--- BEGIN Extract to read ---
There is a resistance in the art world to art that speaks to emptiness and confusion, as if the art itself were empty and confused (not to be confused with art that’s actually empty and/or confused). Some of Thompson’s work seems more substantive because the content is more overtly substantive (e.g., the Challenger work), while others are about the battle to find meaning in an increasingly noisy and trademarked world through manipulation of those very same noisy and trademarked images. When an artist chooses to examine this meta-conversation in their work they have an uphill battle and must stave off accusations like they’re “reproducing culture but not contributing to it,” as if the Pictures Generation closed the loop on that topic.
With so much confusion and horror in the world demanding our attention and energy, we naturally gravitate to simple, quick, feel-good expressions that are effectively dopamine fixes. Subtlety of meaning that requires time to process is increasingly less tolerated in favor of eliciting emotional reactions to things that will immediately make us feel good, or get us attention (which makes us feel good). And we delegitimize ambiguous or subtle work that requires an investment of time to fully appreciate the artist’s intent, dismissing it as empty or irrelevant drivel. Especially if it resembles in any way a “superficial” populist aesthetic or connects to an existing conversation sans novelty—for example using glitch aesthetic to discuss something other than glitch. First glance is last chance.
This leads to what I call the Frozen Lake Effect. To paint an analogy, the art experience is like a lake. In ideal circumstances—say summertime with clear skies, warm weather and crystal-clear water—a viewer who wishes to engage with an art experience can dive right in and receive the full effect of the art. Or, the interested but less-adventurous viewer can sit on the dock or in a boat and peer into the vast ecosystem the artist has created beneath the surface with little trouble. However, artists who choose to create in non-ideal circumstances—in this analogy that would be wintertime—must reconcile what these new conditions mean for the viewer. Namely, that there is now a barrier of frozen water above their rich artistic ecosystem; ice so thick you can walk on it. This barrier is not impenetrable, but neither is it immediately surmountable. It requires an act of radical slowness on the part of the viewer to reorient themselves in this new environment. New tools and the effort to use them are now required to access the entire art experience. Viewers who expect to immediately jump into the waters will find themselves stymied, and end up concluding that the lake is nothing but what’s viewable on the surface. They assume there’s nothing underneath the ice and dismiss the art experience as empty and not worth their time. Or, they may reluctantly acclimate to the weather but introduce purity tests as a way to shift responsibility back onto the artist. They berate the artist for not providing every necessary tool for them to get through the ice in a convenient box on the shore. Besides, they say, real artists make work in summer, as if the artist was somehow unaware of what season it is, or that they (as a real artist presumably) would approach this subject in X, Y, or Z fashion, which would be better (more pure).
Those that persevere, however, and head back to town to gear up with proper equipment before coming back to the lake may find that the frozen surface is no longer a barrier, and in fact can lead to a unique art experience that opens up new perspectives and ideas that weren’t possible in summer. Content and subjectivity being what it is, YMMV.
--- END Extract to read ---
▸ Written tasks
**1)** Reproduce the passage of the art essay starting with "There is a resistance" and going on through "on that topic.".
**2)** Gather every line of the rows that contains the word "green", treating uppercase and lowercase as different.
The art essay and the rows after it are unrelated to each other.
--- BEGIN Exercise data ---
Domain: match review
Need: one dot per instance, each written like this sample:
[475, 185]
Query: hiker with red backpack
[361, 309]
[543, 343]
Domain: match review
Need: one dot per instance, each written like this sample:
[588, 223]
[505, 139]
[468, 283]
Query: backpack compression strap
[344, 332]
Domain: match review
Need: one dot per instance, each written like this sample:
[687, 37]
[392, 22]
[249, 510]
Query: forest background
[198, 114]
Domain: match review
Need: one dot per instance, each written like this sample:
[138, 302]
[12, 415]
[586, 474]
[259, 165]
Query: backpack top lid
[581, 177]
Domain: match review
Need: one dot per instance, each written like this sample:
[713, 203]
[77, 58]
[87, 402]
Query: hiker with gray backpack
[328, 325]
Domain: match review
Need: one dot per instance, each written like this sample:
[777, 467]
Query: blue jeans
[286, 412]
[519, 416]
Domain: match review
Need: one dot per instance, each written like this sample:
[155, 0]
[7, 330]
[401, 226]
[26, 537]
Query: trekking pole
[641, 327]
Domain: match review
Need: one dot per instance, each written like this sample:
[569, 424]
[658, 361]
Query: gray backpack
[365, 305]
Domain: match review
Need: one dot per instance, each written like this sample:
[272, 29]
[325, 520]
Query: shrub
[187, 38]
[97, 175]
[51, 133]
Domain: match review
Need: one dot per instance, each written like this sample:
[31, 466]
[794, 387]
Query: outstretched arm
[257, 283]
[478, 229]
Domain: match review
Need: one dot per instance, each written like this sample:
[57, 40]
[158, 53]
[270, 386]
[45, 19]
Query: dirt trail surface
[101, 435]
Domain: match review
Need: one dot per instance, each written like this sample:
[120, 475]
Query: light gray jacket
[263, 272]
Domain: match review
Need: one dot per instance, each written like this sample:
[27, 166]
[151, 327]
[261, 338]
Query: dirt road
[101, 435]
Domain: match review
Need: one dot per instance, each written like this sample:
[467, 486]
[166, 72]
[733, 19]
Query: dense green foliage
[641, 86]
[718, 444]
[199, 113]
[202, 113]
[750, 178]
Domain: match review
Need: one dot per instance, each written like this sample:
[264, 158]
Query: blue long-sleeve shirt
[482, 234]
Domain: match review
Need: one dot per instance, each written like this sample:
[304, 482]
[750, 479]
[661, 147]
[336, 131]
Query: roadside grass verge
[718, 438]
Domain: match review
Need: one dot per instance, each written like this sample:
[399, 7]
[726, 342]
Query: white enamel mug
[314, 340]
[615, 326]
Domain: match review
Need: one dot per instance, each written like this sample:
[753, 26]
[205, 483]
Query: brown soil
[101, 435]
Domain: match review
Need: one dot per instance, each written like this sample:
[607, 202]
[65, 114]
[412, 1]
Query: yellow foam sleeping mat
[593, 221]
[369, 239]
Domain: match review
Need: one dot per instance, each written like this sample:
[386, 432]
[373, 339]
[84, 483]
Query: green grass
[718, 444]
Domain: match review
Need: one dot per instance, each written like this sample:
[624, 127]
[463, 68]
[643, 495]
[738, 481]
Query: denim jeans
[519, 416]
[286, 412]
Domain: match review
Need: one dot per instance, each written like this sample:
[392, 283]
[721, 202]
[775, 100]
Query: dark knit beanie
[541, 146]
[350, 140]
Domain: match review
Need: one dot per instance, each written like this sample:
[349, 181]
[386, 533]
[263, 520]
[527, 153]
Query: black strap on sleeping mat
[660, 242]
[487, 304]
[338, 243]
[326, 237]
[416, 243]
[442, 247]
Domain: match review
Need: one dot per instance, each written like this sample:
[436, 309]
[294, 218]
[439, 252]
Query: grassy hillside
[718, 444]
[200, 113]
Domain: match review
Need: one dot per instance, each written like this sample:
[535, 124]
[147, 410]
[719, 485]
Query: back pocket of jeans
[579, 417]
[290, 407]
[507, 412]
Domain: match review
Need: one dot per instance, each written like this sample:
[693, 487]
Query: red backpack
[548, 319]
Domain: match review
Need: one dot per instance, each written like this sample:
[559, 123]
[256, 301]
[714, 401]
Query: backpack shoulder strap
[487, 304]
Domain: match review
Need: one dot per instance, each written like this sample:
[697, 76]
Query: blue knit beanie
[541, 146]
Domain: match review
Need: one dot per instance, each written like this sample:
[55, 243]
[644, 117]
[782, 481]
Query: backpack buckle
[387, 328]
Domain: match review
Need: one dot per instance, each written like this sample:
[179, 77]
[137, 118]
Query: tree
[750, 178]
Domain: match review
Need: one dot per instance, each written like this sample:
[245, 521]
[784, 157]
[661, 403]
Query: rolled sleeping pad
--- END Exercise data ---
▸ Exercise solutions
**1)**
There is a resistance in the art world to art that speaks to emptiness and confusion, as if the art itself were empty and confused (not to be confused with art that’s actually empty and/or confused). Some of Thompson’s work seems more substantive because the content is more overtly substantive (e.g., the Challenger work), while others are about the battle to find meaning in an increasingly noisy and trademarked world through manipulation of those very same noisy and trademarked images. When an artist chooses to examine this meta-conversation in their work they have an uphill battle and must stave off accusations like they’re “reproducing culture but not contributing to it,” as if the Pictures Generation closed the loop on that topic.

**2)**
Query: dense green foliage
Query: green grass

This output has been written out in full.